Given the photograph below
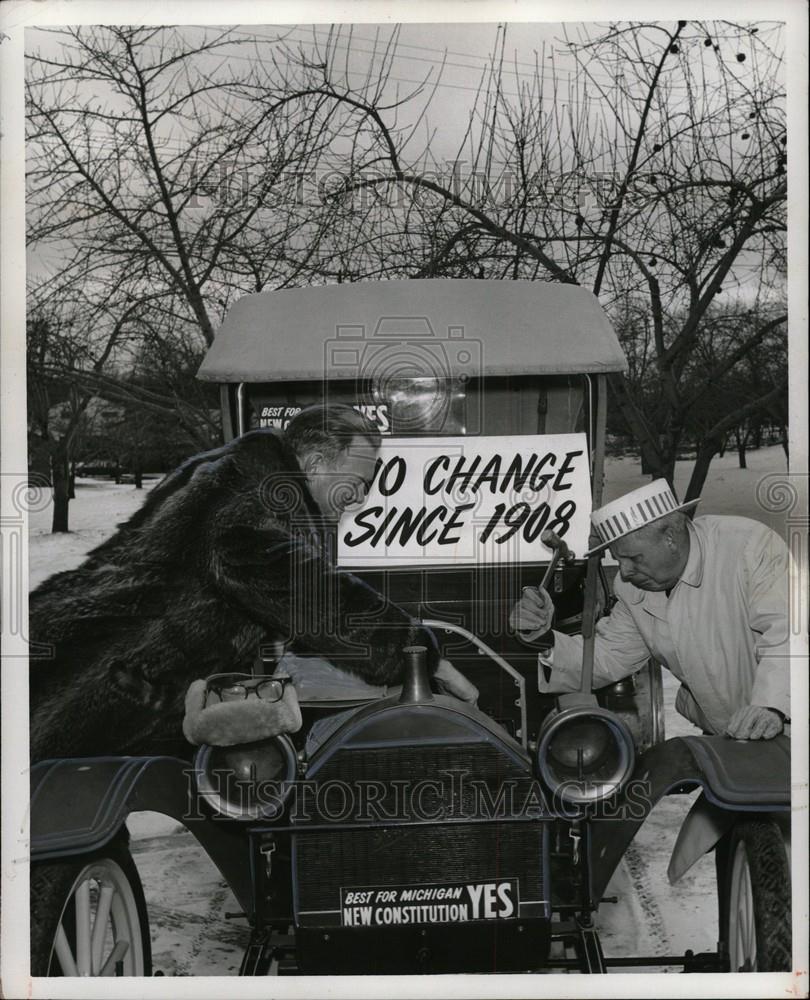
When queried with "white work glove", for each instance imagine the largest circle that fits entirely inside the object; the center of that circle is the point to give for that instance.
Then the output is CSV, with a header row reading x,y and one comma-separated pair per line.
x,y
452,681
533,614
755,722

EXERCISE GOAL >> What should come out is the exact run of lines from the one holding "Then the output" through the end of the records above, and nothing besides.

EXERCISE RESULT >>
Then the output is CSV, with a header row reading x,y and one comma-separated pair per line.
x,y
452,681
533,614
755,722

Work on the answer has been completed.